Study questions:
1 > According to the text on Salix daphnoides, in which months do the catkins appear?
2 > Duplicate the passage of the Salix daphnoides text starting at "1. Meikle, R.D." and ending at "pp. 82–84. ISBN 0901158070. OCLC 12494242.".

Provided text:
Salix daphnoides

Salix daphnoides or European violet willow is a species of plant in the family Salicaceae. It can grow as a large shrub or small tree, normally reaching a height of between 6 and 8 metres, but can grow up to 12 metres tall.[1]

Salix daphnoides
Scientific classification
Kingdom: Plantae
Clade: Tracheophytes
Clade: Angiosperms
Clade: Eudicots
Clade: Rosids
Order: Malpighiales
Family: Salicaceae
Genus: Salix
S. daphnoides
Binomial name
Salix daphnoides


It has a rounded crown with spreading branches with smooth, grey bark. Twigs are dark red/brown in colour, hairless and somewhat shiny. It has large buds, either hairless or with stiff, erect hairs. Leaves are oblong to narrow/obovate, normally between 7 and 12 cm long and 2 to 3 cm in width. They are hairy at first, but soon become glabrous, being a dark shiny green on their upper surfaces, and glaucous on their undersides. Catkins appear in February–March.[1]

Distribution and habitat

S. daphnoides occurs scattered across central Europe, ranging between the Baltic states and Piedmont, and from the Balkans to eastern France.[1] It is native in the Alps, Pyrenees and the Carpathians, but has been naturalised by cultivation across a much wider area. It occurs at altitudes between 100 metres (330 ft) and 2,000 metres (6,600 ft).[2]

It grows along the banks of rivers and wetlands in alpine areas, preferring sand, pebbly or bolder-rich alluvial substrates. Outside these areas it does descend into lowland areas, occurring along main rivers such as the Visla and the Rhine (often with Salix eleagnos and Myricaria germanica) as well as in loose sand dunes.[2]

Conservation status

The species is regarded by the IUCN as having a conservation status of 'Least Concern' because of its broad distribution, especially within a number of ecologically protected areas. Nevertheless, it is listed on a number of 'red lists' of individual countries.[2]


Because the bark of S. daphnoides is rich in salicin, it makes the species of medicinal value. It is planted to provide reinforcement to coastal and continental sand dunes, but is also widely planted as an ornamental species in parks and along roads.[2]


  1. Meikle, R.D. (1984). Willows and poplars of Great Britain and Ireland. London: Botanical Society of the British Isles. pp. 82–84. ISBN 0901158070. OCLC 12494242.
  2. "Salix daphnoides (European Violet-Willow)". Retrieved 2018-05-13.

Available data:
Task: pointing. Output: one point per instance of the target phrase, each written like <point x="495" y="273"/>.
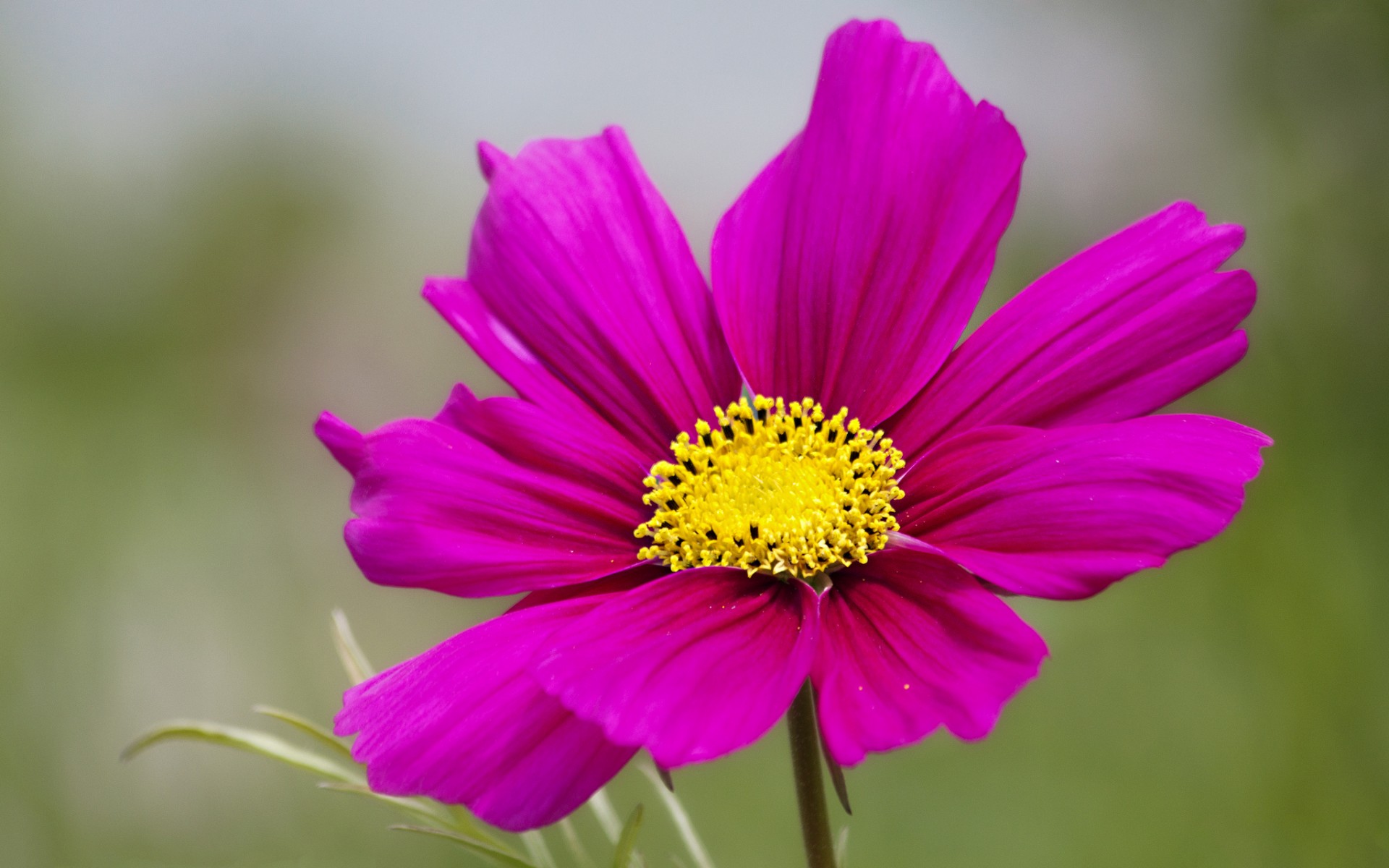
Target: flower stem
<point x="810" y="786"/>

Answers to the exercise:
1 > February–March

2 >
1. Meikle, R.D. (1984). Willows and poplars of Great Britain and Ireland. London: Botanical Society of the British Isles. pp. 82–84. ISBN 0901158070. OCLC 12494242.